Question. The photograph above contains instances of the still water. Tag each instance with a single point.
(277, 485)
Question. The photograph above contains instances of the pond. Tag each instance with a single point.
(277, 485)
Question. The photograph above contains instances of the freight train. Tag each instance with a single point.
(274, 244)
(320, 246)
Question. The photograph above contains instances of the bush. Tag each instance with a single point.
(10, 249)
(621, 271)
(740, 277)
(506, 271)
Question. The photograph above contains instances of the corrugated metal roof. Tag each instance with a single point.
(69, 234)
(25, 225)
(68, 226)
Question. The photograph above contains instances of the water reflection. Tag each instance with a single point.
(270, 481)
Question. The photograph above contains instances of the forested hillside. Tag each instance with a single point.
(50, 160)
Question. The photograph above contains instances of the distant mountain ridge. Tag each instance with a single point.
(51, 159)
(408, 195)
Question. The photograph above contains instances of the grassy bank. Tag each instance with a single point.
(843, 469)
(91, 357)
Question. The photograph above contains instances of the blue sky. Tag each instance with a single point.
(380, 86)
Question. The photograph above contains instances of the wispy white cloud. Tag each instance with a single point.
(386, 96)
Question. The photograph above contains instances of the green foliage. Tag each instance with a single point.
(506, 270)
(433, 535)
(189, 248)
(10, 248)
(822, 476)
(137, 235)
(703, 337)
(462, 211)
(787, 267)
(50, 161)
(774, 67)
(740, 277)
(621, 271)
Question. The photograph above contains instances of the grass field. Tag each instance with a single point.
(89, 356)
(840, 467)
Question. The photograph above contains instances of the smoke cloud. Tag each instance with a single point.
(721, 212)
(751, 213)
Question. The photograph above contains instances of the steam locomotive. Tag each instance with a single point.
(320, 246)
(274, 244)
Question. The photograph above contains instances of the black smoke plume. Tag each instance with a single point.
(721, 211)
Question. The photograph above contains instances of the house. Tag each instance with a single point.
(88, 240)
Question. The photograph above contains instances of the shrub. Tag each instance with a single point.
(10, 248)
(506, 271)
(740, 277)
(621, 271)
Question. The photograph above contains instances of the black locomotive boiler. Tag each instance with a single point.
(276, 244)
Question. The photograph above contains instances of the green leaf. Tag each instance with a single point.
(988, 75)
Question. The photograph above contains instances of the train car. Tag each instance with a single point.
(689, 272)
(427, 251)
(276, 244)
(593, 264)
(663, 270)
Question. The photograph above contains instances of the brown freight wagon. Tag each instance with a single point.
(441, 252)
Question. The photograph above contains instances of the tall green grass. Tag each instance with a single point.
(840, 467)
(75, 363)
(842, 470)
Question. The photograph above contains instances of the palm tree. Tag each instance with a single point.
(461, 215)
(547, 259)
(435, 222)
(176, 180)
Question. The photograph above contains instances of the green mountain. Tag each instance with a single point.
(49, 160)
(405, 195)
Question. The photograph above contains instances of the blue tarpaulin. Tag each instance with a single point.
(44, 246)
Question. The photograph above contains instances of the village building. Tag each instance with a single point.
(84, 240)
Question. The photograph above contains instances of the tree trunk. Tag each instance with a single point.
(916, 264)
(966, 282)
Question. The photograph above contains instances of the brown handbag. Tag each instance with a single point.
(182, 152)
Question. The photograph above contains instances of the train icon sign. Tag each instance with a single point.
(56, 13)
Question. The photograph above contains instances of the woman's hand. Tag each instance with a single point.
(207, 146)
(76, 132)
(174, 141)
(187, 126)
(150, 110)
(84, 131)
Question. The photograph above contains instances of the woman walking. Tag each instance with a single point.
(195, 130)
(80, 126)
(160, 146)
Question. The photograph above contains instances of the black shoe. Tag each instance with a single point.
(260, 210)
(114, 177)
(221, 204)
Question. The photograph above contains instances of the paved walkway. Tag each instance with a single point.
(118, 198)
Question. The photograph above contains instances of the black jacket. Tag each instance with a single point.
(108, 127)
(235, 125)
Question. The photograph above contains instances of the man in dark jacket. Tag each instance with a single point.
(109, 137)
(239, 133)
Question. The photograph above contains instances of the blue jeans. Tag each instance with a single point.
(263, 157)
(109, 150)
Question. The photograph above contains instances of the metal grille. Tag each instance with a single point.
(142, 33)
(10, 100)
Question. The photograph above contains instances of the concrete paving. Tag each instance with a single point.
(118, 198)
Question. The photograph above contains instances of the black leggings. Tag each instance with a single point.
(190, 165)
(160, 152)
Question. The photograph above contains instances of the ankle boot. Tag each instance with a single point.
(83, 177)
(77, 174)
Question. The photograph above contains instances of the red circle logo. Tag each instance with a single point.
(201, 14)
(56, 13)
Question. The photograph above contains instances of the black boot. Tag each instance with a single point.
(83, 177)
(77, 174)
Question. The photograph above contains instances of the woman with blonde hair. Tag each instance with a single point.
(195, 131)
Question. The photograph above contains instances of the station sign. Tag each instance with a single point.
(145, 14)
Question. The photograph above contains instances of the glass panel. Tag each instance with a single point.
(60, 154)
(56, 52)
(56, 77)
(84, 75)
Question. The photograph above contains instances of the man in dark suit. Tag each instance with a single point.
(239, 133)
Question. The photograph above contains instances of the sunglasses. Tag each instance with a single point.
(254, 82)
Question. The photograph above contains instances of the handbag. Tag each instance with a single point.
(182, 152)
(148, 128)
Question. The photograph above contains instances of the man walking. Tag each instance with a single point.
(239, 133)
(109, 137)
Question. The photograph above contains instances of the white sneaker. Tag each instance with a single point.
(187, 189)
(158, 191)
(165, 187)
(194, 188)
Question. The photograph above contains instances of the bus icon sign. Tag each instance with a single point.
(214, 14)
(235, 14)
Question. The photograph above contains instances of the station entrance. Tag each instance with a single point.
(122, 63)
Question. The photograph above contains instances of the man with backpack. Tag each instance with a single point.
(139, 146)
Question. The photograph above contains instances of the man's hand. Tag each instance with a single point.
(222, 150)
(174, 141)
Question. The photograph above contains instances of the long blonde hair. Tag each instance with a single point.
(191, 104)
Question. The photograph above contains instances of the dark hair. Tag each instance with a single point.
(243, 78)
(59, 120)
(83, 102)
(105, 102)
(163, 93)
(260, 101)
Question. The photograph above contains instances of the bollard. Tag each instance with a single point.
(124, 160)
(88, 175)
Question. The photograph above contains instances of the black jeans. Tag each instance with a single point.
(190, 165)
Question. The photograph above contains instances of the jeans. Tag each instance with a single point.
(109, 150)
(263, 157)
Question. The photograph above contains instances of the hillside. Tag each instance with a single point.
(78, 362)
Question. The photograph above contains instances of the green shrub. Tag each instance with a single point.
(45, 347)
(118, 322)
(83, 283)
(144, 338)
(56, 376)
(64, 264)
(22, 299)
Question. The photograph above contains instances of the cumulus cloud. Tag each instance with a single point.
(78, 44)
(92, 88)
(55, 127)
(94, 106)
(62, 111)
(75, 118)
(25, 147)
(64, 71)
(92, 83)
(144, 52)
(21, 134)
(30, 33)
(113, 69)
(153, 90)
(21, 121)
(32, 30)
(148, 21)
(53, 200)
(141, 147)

----

• **Exercise**
Extract the listing in its entirety, matching it exactly.

• **Answer to the task**
Question. The photograph above contains instances of the still water. Tag each instance with a single point.
(277, 485)
Question. The photograph above contains instances of the pond. Tag each instance with a single point.
(277, 485)
Question. The photograph above contains instances of the freight train. Tag each instance with a single point.
(274, 244)
(320, 246)
Question. The photograph above contains instances of the bush. Tag each instance with a single point.
(10, 249)
(621, 271)
(740, 277)
(506, 271)
Question. The photograph above contains instances of the corrugated metal roof. Tag each instance with a single point.
(69, 234)
(25, 225)
(68, 226)
Question. The photograph above contains instances of the water reflection. Tag each instance with a single point.
(270, 481)
Question. The photograph above contains instances of the forested hillside. Tag each instance with a single point.
(50, 160)
Question. The photograph above contains instances of the distant mountain ridge. Tag each instance with a single point.
(51, 159)
(408, 195)
Question. The photograph above contains instances of the grassy bank. Tag each instance with a single point.
(843, 469)
(91, 357)
Question. The photograph above contains instances of the blue sky. Tag each instance with a single point.
(380, 86)
Question. The photograph above contains instances of the wispy white cloud. Tag each instance with a single point.
(386, 96)
Question. The photograph above contains instances of the green foliage. Tag each instance with a single point.
(506, 270)
(433, 535)
(189, 248)
(10, 248)
(822, 476)
(137, 235)
(703, 337)
(462, 211)
(787, 267)
(50, 161)
(774, 67)
(740, 277)
(621, 271)
Question. The photograph above contains instances of the grass field. Tag each instance with a single point.
(89, 356)
(840, 467)
Question. The photograph above contains instances of the smoke cloud. Tag each instance with a single point.
(721, 212)
(751, 213)
Question. The photograph above contains instances of the steam locomotive. Tag each instance with a single point.
(320, 246)
(274, 244)
Question. The photograph above contains instances of the black smoke plume. Tag each instance with a single point.
(721, 211)
Question. The photograph above contains instances of the house. Tag each instance with a single point.
(88, 240)
Question. The photograph above contains instances of the shrub. Tag each instance with a single point.
(10, 248)
(506, 271)
(740, 277)
(621, 271)
Question. The photograph above contains instances of the black locomotive boiler. Tag each instance with a single point.
(276, 244)
Question. The photograph above contains instances of the green leaf. Tag each instance with a single point.
(988, 75)
Question. The photograph above contains instances of the train car. Tag each instance with a single point.
(689, 272)
(427, 251)
(276, 244)
(593, 264)
(663, 270)
Question. The photograph above contains instances of the brown freight wagon. Tag each instance with a single point.
(441, 252)
Question. The photograph above contains instances of the tall green grass. Tag each instance with a single point.
(840, 467)
(75, 363)
(842, 470)
Question. The photograph above contains instances of the palm tree. Tag each instance with a single point.
(461, 215)
(547, 259)
(435, 222)
(176, 180)
Question. The photograph above contains instances of the green mountain. Tag each instance with a single point.
(49, 160)
(405, 195)
Question. The photograph above contains instances of the blue tarpaulin. Tag each instance with a single point.
(44, 246)
Question. The photograph above contains instances of the village building. Tag each instance with a single point.
(84, 240)
Question. The photograph above contains instances of the tree trunk. Tag each instance with a single point.
(916, 264)
(966, 282)
Question. The photograph above contains instances of the brown handbag. Tag each instance with a single point.
(182, 152)
Question. The photograph above contains instances of the train icon sign. Tag each instance with a single point.
(56, 13)
Question. The photograph above contains instances of the woman's hand. Tag each instance with a single point.
(207, 146)
(76, 132)
(174, 141)
(187, 126)
(150, 110)
(84, 131)
Question. The photograph above contains instances of the woman walking. Tag each instance with a single point.
(195, 130)
(80, 126)
(160, 146)
Question. The photograph above contains instances of the black shoe. Tag each instance with a single point.
(260, 210)
(114, 177)
(221, 204)
Question. The photograph above contains instances of the paved walkway. Tag each instance with a single point.
(118, 198)
Question. The photograph above contains instances of the black jacket. Tag each instance with a single point.
(108, 127)
(235, 125)
Question. The photograph above contains instances of the man in dark jacket. Tag each instance with a single point.
(109, 137)
(239, 133)
Question. The photograph above contains instances of the blue jeans. Tag each instance with a single point.
(263, 157)
(109, 150)
Question. The photograph above contains instances of the metal grille. Tag each instance with a single point.
(142, 33)
(10, 100)
Question. The photograph above contains instances of the concrete paving. Tag each instance with a single point.
(118, 198)
Question. The photograph above contains instances of the black leggings. Tag each instance with a single point.
(190, 165)
(160, 152)
Question. The photograph above contains instances of the ankle boot. Tag each instance with a single point.
(83, 177)
(77, 174)
Question. The photograph above contains instances of the red circle logo. Tag each instance with a single point.
(201, 14)
(56, 13)
Question. The photograph above contains instances of the black boot. Tag each instance with a single point.
(83, 177)
(77, 174)
Question. The photograph above contains instances of the woman with blonde hair. Tag each instance with a single point.
(195, 131)
Question. The photograph above contains instances of the station sign. Tag each instance with a single point.
(145, 14)
Question. The photograph above contains instances of the glass panel. Tag each instance with a single point.
(60, 154)
(56, 52)
(56, 77)
(84, 75)
Question. The photograph above contains instances of the man in dark suit. Tag each instance with a single point.
(239, 133)
Question. The photograph above contains instances of the sunglasses. Tag each instance with a single point.
(254, 82)
Question. The photograph above contains instances of the handbag. Tag each instance with a single point.
(182, 152)
(148, 128)
Question. The photograph above contains instances of the man walking. Tag each instance with a single point.
(239, 133)
(109, 137)
Question. The photograph above contains instances of the white sneaker. Tag each instance with a single point.
(187, 189)
(158, 191)
(165, 187)
(194, 188)
Question. The photograph above contains instances of the bus icon sign. Tag each instance with a single point.
(214, 14)
(235, 14)
Question. The photograph above contains instances of the station entrance. Tag each instance with a single point.
(122, 63)
Question. The photograph above contains instances of the man with backpack. Tag each instance with a single point.
(139, 146)
Question. The photograph above contains instances of the man's hand. Tag each instance with a single point.
(222, 150)
(174, 141)
Question. The photograph above contains instances of the long blonde hair. Tag each instance with a single point.
(191, 104)
Question. The photograph above contains instances of the dark hair. Tag each instance with a single point.
(243, 78)
(59, 120)
(83, 102)
(105, 102)
(163, 93)
(260, 101)
Question. The photograph above contains instances of the bollard. Tag each instance with a single point.
(124, 160)
(88, 175)
Question. The photograph above contains instances of the black jeans. Tag each instance with a single point.
(190, 165)
Question. The photograph above contains instances of the jeans. Tag each instance with a single point.
(109, 150)
(263, 157)
Question. The photograph above contains instances of the hillside. Tag each instance with a single point.
(78, 362)
Question. The photograph above contains instances of the green shrub. Tag each instance with a single point.
(45, 347)
(118, 322)
(83, 283)
(144, 338)
(56, 376)
(64, 264)
(22, 299)
Question. The photograph above contains instances of the cumulus cloud. Tag each instance with a single point.
(78, 44)
(92, 88)
(55, 127)
(94, 106)
(62, 111)
(75, 118)
(25, 147)
(64, 71)
(92, 83)
(144, 52)
(21, 134)
(30, 33)
(113, 69)
(153, 90)
(21, 121)
(32, 30)
(148, 21)
(53, 200)
(141, 147)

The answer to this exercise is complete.